(Beginning of Exercise material)

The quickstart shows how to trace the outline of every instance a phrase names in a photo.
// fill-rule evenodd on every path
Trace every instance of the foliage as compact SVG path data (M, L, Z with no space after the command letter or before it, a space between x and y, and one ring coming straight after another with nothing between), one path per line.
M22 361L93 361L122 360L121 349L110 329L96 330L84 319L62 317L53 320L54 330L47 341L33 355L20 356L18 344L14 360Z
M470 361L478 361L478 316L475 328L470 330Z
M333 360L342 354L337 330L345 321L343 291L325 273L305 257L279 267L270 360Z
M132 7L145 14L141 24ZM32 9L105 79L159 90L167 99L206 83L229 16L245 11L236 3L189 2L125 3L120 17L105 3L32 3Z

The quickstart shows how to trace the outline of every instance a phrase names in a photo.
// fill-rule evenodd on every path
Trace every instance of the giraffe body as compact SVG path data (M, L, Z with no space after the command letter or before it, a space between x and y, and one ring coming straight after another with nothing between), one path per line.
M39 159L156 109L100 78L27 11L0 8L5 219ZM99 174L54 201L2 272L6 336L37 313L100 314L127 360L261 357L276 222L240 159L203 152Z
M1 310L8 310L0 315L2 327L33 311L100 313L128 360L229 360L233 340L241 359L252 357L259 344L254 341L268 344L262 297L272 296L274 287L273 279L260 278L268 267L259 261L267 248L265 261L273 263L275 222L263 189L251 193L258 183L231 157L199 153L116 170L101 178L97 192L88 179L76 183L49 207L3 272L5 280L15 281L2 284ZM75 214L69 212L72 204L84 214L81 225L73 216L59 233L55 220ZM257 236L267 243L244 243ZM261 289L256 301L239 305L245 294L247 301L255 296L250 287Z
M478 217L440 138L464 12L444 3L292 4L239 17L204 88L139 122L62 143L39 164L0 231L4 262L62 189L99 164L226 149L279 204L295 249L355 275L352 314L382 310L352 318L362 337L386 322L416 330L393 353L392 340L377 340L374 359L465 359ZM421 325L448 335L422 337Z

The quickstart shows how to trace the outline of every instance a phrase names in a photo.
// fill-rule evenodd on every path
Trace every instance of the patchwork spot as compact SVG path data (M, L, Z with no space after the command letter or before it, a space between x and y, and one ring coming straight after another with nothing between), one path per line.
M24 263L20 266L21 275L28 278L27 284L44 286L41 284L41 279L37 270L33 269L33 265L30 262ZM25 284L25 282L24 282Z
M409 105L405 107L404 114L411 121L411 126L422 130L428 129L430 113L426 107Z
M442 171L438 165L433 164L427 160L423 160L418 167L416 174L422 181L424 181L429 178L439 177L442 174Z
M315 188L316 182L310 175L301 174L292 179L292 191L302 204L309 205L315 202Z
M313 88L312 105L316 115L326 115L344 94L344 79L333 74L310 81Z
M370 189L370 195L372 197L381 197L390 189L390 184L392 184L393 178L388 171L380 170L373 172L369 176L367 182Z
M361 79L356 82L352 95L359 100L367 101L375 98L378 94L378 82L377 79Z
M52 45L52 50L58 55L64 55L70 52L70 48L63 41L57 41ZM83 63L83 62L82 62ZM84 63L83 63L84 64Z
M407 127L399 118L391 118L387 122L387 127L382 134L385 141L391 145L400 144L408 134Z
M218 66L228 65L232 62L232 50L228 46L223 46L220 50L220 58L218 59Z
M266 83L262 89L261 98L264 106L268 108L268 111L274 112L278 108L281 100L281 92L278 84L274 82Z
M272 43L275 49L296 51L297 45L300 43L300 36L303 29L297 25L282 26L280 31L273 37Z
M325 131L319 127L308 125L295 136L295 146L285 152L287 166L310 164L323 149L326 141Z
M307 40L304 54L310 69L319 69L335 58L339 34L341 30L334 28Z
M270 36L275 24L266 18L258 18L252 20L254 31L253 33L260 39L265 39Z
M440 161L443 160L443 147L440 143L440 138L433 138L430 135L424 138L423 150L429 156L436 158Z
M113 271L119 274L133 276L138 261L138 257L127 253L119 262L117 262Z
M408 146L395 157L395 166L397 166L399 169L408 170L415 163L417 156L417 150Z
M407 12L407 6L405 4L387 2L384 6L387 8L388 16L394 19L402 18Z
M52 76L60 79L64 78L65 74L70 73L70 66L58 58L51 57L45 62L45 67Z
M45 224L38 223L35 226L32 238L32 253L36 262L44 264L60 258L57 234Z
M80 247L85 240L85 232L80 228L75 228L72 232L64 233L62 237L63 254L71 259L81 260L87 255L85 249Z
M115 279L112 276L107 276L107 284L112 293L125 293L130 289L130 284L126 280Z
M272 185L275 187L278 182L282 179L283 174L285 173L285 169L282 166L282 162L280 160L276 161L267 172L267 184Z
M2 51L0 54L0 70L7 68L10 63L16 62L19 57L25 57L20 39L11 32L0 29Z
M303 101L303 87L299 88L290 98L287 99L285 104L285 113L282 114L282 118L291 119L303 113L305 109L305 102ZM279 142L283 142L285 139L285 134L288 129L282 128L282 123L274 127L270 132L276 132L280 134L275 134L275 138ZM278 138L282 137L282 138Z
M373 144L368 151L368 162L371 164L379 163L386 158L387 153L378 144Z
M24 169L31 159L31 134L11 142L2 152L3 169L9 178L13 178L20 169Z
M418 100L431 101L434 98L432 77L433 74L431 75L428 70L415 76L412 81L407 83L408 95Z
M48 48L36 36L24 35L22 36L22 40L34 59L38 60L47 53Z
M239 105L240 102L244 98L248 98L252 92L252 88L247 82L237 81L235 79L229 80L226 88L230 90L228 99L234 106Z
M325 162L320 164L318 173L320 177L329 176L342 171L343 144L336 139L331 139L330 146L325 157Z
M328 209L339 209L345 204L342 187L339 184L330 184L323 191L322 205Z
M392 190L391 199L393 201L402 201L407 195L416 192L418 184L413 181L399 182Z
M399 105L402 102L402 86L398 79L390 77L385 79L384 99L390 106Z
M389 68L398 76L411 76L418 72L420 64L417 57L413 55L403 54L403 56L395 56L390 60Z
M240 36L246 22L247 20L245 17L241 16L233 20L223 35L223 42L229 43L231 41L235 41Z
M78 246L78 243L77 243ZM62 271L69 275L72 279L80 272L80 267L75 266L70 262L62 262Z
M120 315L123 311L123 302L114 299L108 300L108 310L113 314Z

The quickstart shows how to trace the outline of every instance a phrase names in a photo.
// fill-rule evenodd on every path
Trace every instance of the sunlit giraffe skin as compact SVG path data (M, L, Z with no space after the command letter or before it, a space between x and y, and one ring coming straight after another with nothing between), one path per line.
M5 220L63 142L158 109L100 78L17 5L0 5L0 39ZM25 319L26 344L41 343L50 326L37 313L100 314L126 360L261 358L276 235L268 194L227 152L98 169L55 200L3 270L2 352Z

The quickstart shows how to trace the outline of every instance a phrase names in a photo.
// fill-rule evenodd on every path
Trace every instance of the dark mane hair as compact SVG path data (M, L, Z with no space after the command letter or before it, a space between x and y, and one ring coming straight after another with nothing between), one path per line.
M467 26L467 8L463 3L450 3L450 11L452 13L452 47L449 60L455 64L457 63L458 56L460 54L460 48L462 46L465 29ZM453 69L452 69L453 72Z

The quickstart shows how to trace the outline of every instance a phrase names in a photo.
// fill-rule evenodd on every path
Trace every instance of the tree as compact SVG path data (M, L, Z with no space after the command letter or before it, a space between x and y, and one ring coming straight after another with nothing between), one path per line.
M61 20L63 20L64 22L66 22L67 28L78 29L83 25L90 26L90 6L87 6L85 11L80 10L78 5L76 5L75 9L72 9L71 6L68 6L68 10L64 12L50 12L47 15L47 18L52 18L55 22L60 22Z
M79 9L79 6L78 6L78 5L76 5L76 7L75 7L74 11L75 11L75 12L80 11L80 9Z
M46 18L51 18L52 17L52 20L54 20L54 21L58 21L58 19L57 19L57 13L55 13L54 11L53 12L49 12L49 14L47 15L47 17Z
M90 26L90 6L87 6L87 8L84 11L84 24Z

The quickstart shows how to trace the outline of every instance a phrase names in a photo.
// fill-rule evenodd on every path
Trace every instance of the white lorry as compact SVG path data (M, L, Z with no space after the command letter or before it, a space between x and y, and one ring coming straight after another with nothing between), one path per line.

(End of Exercise material)

» Task requirements
Look above for the line containing "Trace every instance of the tree"; copy from it through the last line, exactly, and nothing more.

» Task solution
Trace every instance of the tree as compact SVG path data (M, L, Z with no space after the command letter or before it, a space between x and y, and one ring coming straight after another with nothing between), one path per line.
M61 20L63 20L64 22L66 22L67 28L78 29L83 25L90 26L90 6L87 6L85 11L80 10L78 5L76 5L75 9L72 9L71 6L68 6L68 10L64 12L50 12L47 15L47 18L52 18L55 22L60 22Z
M79 9L79 6L78 6L78 5L76 5L76 7L75 7L74 11L75 11L75 12L80 11L80 9Z
M46 18L51 18L52 17L52 20L54 20L54 21L58 21L58 19L57 19L57 13L55 13L54 11L53 12L49 12L49 14L47 15L47 17Z
M90 26L90 6L87 6L87 8L84 11L84 24Z

The quickstart shows how to trace the outline of every instance a phrase names in a photo.
// fill-rule evenodd on every path
Trace every instance of the white lorry as compact SVG path data (M, L, Z with no space after the command letter or before it, a space between x and y, and one ring coming straight after another with nothing between), one path per line.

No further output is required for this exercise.